● RECORD EXCERPTS
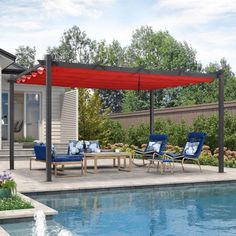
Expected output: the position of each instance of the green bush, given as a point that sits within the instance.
(14, 203)
(116, 132)
(138, 135)
(210, 126)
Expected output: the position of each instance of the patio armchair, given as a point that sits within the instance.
(156, 145)
(192, 149)
(57, 160)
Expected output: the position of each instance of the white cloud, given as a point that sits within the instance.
(207, 25)
(182, 13)
(92, 8)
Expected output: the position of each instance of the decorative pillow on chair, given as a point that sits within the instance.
(154, 146)
(53, 150)
(191, 148)
(72, 149)
(93, 146)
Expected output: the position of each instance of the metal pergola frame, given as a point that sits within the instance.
(49, 62)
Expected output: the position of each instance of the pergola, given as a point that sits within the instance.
(76, 75)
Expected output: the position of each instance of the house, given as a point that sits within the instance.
(30, 107)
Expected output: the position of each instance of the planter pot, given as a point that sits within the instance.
(28, 145)
(5, 193)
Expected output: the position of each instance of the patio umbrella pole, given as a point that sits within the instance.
(221, 121)
(48, 117)
(151, 111)
(11, 144)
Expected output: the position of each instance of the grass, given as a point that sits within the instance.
(14, 203)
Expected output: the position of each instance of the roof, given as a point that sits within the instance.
(77, 75)
(6, 59)
(14, 69)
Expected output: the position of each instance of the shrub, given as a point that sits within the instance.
(7, 182)
(14, 203)
(210, 126)
(116, 132)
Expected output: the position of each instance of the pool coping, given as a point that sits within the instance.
(131, 187)
(26, 214)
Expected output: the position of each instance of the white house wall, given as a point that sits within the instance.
(57, 96)
(69, 116)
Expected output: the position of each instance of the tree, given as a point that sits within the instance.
(160, 51)
(207, 93)
(92, 123)
(111, 55)
(25, 56)
(75, 46)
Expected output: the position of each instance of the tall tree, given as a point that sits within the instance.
(159, 50)
(75, 46)
(25, 56)
(93, 124)
(111, 55)
(206, 93)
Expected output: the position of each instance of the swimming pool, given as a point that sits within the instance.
(202, 210)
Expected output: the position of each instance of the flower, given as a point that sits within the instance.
(6, 181)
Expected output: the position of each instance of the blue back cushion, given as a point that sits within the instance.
(158, 138)
(40, 151)
(197, 137)
(76, 147)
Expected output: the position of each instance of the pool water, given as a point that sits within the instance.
(202, 210)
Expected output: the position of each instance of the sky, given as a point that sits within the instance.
(207, 25)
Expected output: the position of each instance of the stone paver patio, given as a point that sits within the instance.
(108, 177)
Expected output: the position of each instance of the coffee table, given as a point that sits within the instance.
(108, 155)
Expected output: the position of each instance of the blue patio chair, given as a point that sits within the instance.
(192, 149)
(156, 145)
(76, 147)
(57, 160)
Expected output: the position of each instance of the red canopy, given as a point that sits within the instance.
(76, 75)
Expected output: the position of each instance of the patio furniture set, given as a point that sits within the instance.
(80, 152)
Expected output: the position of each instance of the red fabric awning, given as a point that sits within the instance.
(92, 76)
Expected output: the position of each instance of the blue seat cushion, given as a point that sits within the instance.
(174, 155)
(67, 158)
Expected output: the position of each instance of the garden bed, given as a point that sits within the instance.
(14, 203)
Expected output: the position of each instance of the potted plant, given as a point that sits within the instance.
(7, 185)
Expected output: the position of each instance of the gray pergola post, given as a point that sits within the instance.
(151, 111)
(221, 120)
(48, 117)
(11, 139)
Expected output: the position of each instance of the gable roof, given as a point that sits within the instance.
(6, 59)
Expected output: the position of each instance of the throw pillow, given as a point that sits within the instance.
(154, 146)
(191, 148)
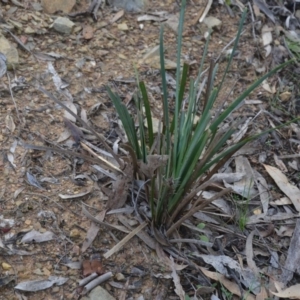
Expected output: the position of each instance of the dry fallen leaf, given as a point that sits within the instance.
(282, 181)
(230, 285)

● WHAT YOU ARE ASKED TO DO
Copy the data exactly. Any picture it contains is to be omitted.

● FINAL ANSWER
Expected output: the position of each instance of the green bush, given as a point that sits within the instance.
(14, 203)
(116, 132)
(138, 135)
(210, 126)
Expected output: the position of each instance of the patio armchair, given as a point that sits within the instance.
(156, 145)
(192, 149)
(57, 160)
Expected output: the position of each instance of the white cloud, given as a point that sits within the instance.
(207, 25)
(182, 13)
(92, 8)
Expected output: the position of each instance of the decorative pillow on chair, given as a point that sits within the instance.
(154, 146)
(53, 150)
(191, 148)
(72, 149)
(93, 146)
Expected output: the position of each instance of the metal pergola frame, given as a point that sits within the instance.
(49, 62)
Expected output: the position of each instance of the pergola, given as a point that sits within the instance.
(76, 75)
Expected output: the position of each instance of the house, given as a point that sits within the instance.
(30, 107)
Expected output: the position of each instance of the planter pot, given as a point that sits within the instance.
(28, 145)
(5, 193)
Expected output: the position of each instance of the patio umbrella pole, given as a point that sits within the instance.
(221, 121)
(48, 117)
(151, 111)
(11, 144)
Expected output: the position of each instance of the grass, given as a point that sits within the instance.
(14, 203)
Expected output: the position of each instance of the roof, given as a point that sits within the instance.
(77, 75)
(6, 59)
(14, 69)
Expected output: the position of each instance of the shrub, given as a point that sits within the instance.
(7, 182)
(14, 203)
(210, 126)
(116, 132)
Expected output: the position of each instance of the pool coping, given as a point that sits within the instance.
(131, 187)
(26, 214)
Expected output: the position of each instance of the white house wall, given as a point that sits within the instance.
(57, 96)
(69, 116)
Expected output: the position of each instance of the tree, given as a point that sits within the instance.
(160, 51)
(207, 93)
(92, 123)
(111, 55)
(25, 56)
(75, 46)
Expected output: the position of each instance of the tall tree, given as a point that sits within the instance.
(159, 50)
(75, 46)
(25, 56)
(93, 124)
(111, 55)
(206, 93)
Expected output: the position of each instance of the swimming pool, given as a point that sits within the instance.
(202, 210)
Expected output: the position of each instance of the flower, given as a point that sits within the instance.
(6, 181)
Expected output: the position of each instance of the blue back cushion, given as a point that sits within the instance.
(158, 138)
(40, 151)
(197, 137)
(76, 147)
Expected output: the position of each instance of the pool water, given as a point that sits within the instance.
(202, 210)
Expected output: the position of each instance of the sky, given as a point that sits within the instance.
(207, 25)
Expected output: the position of each instance of the stone paver patio, given as a point that sits within the instance.
(108, 177)
Expected output: the position of each instance of the coffee table, given as a point that sits within the instance.
(108, 155)
Expected output: the position of each instance of the blue patio chair, given as a point that sits within the instance.
(192, 149)
(156, 145)
(76, 147)
(57, 160)
Expected output: the position of each instance of the red canopy, given as a point that sits within the instance.
(76, 75)
Expected output: the position of each instance of the patio furniture set, given as a point that sits within the instance.
(80, 152)
Expected output: the position of each instance of the red fabric awning, given as a point that sits within the instance.
(92, 76)
Expected output: the position of each instance of the blue seat cushion, given as a point that sits within the instance.
(174, 155)
(67, 158)
Expected output: the position of each instance of the garden bed, given as a point that sits within the instance.
(14, 203)
Expected output: the position of each instance of the potted plant, given as a point that sits within the instance.
(7, 185)
Expected output: the position of each instance of the gray pergola post, given as a point that sits within the instance.
(151, 111)
(221, 120)
(48, 117)
(11, 139)
Expected output: the position of each instance of the gable roof, given as a point that sits within the instance.
(6, 59)
Expected output: the position of each instance of the throw pillow, given as a point that sits within the instance.
(154, 146)
(191, 148)
Expected output: the position of each instance of the dry fallen leaf, given as a point that sits within the instance.
(282, 181)
(230, 285)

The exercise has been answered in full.